Description of the task:
Every entry in the data is to be written out exactly; no picture belongs in the copy.

Dataset content:
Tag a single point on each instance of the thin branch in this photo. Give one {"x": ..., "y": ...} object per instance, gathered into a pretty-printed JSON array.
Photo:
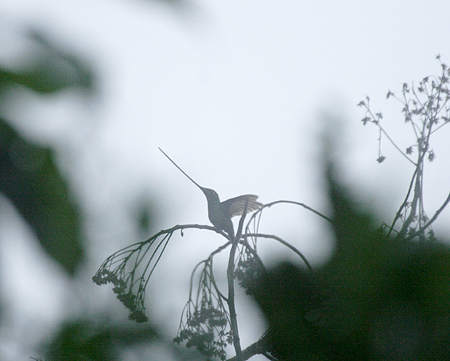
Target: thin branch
[
  {"x": 268, "y": 205},
  {"x": 438, "y": 212},
  {"x": 231, "y": 298},
  {"x": 282, "y": 241}
]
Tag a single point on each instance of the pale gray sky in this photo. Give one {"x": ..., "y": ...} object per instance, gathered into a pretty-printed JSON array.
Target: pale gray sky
[{"x": 234, "y": 92}]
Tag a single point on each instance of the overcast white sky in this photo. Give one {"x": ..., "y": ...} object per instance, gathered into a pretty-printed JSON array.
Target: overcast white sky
[{"x": 235, "y": 93}]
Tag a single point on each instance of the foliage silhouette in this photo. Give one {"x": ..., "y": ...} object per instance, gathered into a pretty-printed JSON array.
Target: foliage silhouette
[{"x": 379, "y": 297}]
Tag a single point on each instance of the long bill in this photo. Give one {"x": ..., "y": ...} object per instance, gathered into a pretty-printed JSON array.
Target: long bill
[{"x": 181, "y": 170}]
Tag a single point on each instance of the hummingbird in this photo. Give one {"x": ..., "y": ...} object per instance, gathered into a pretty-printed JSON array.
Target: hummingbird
[{"x": 220, "y": 213}]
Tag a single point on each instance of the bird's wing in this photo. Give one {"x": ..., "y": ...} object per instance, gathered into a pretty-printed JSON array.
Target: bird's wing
[{"x": 235, "y": 206}]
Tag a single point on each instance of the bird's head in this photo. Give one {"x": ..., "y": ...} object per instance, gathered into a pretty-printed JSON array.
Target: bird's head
[{"x": 210, "y": 194}]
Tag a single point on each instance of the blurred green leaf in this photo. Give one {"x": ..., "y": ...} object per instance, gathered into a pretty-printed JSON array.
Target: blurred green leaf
[
  {"x": 51, "y": 70},
  {"x": 32, "y": 182},
  {"x": 84, "y": 340}
]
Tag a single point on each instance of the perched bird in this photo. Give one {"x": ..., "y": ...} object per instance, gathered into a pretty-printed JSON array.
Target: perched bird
[{"x": 220, "y": 213}]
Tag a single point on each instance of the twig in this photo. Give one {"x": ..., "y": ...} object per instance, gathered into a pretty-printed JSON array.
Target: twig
[
  {"x": 231, "y": 294},
  {"x": 287, "y": 244}
]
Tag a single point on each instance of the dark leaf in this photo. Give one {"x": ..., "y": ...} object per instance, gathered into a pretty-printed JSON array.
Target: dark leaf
[{"x": 32, "y": 182}]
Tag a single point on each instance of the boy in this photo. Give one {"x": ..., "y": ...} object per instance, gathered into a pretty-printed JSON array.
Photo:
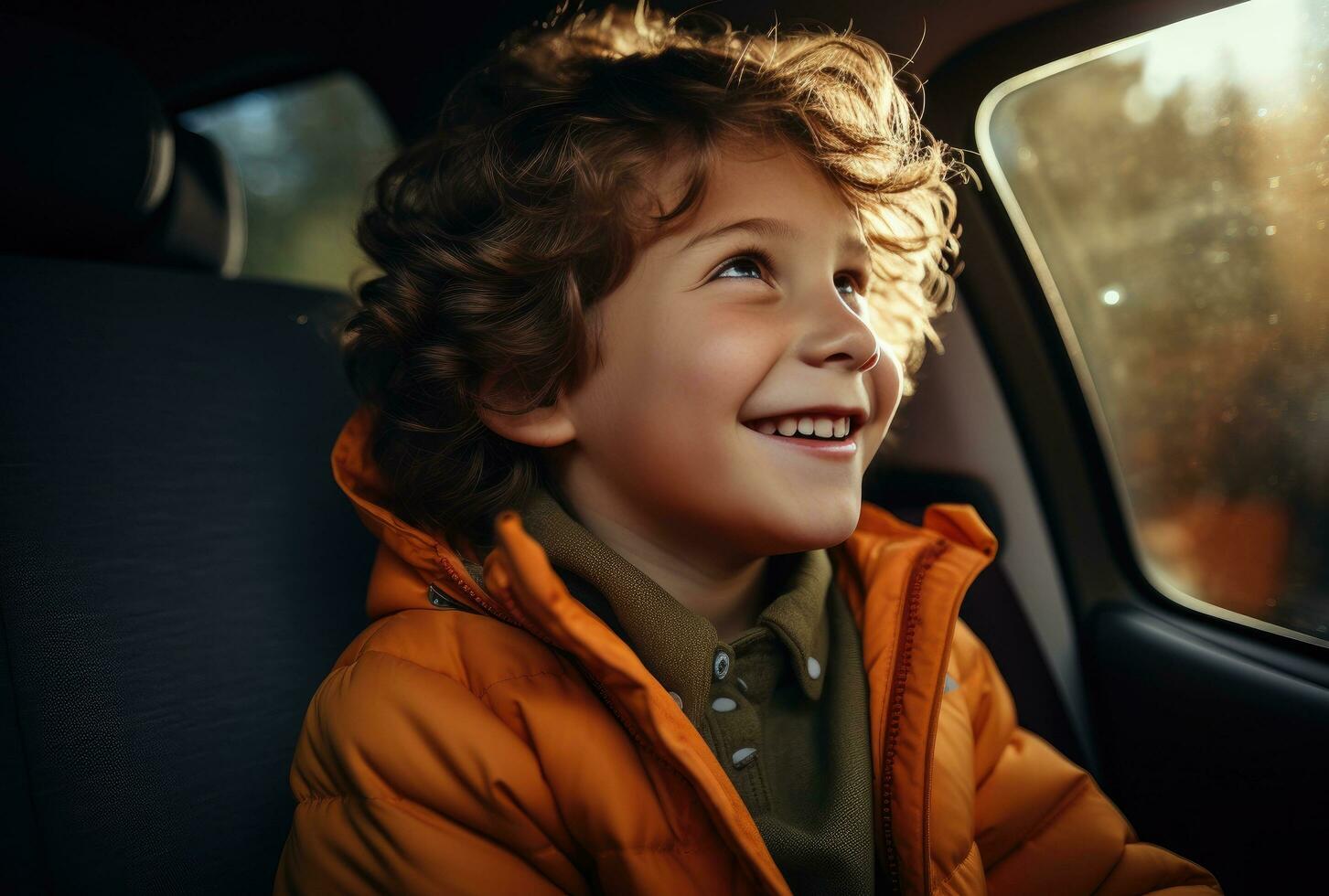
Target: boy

Answer to this problem:
Tag a single point on each instance of the thin branch in this photo. Give one {"x": ..., "y": ...} object per instance, gathered into a pretty-printed JSON array.
Photo:
Target: thin branch
[
  {"x": 268, "y": 205},
  {"x": 438, "y": 212},
  {"x": 231, "y": 298},
  {"x": 282, "y": 241}
]
Tag a single point on each instance of the pale gray sky in this photo. Give one {"x": ..., "y": ...} object per instance, gathered into a pretty-printed JSON array.
Target: pale gray sky
[{"x": 234, "y": 92}]
Tag a single point on each instance of the overcast white sky in this photo. Give one {"x": ..., "y": ...} object per instance, gathered into a pretty-printed JSON array.
Target: overcast white sky
[{"x": 235, "y": 93}]
Tag a single point on each instance of the foliage silhouette in this photo. Give one {"x": ..., "y": ...} object per instance, gathered into a pretty-printed JSON array.
Target: foliage silhouette
[{"x": 379, "y": 297}]
Tag a single point on each instance of the long bill in this photo. Give one {"x": ..., "y": ...} object per instance, gathered into a pretty-printed JSON array.
Target: long bill
[{"x": 181, "y": 170}]
Tag a single point on each instance of the hummingbird in this photo. Give one {"x": ..., "y": ...} object per instance, gathered into a pretty-printed JSON array.
Target: hummingbird
[{"x": 220, "y": 213}]
Tag a single point on each instance of the bird's wing in this photo. Give one {"x": ..., "y": ...} object per instance, gathered into a pretty-printed JSON array.
Target: bird's wing
[{"x": 235, "y": 206}]
Tag a single point on each instance of the bird's head in this photo. Give one {"x": ..., "y": ...} object per instance, gathered into a pretty-printed JSON array.
Target: bird's head
[{"x": 210, "y": 194}]
Tag a single point on each instance of the blurred green leaf in this photo. Give one {"x": ..., "y": ...} object per instance, gathered into a pretty-printed JSON array.
Target: blurred green leaf
[
  {"x": 51, "y": 70},
  {"x": 32, "y": 182},
  {"x": 84, "y": 340}
]
Tag a single point on each instance of the perched bird in this photo. Give one {"x": ..., "y": ...} object per instance, gathered into a pretty-printed JSON array.
Target: perched bird
[{"x": 220, "y": 213}]
Tag a single point on each instance of the twig in this photo. Give one {"x": ..., "y": ...} object per instance, gathered into a pretty-printed JSON array.
Target: twig
[
  {"x": 231, "y": 294},
  {"x": 287, "y": 244}
]
Tag a single point on each instance of the dark leaf in this photo. Give one {"x": ..., "y": ...} object per instance, gathered into a pretty-printed JSON array.
Target: dark leaf
[{"x": 32, "y": 182}]
Tag a single point on each instance of the boy in this photo. Give one {"x": ..., "y": ...} object per instance, gathered into a pretty-printed JSON array.
Photo:
Target: boy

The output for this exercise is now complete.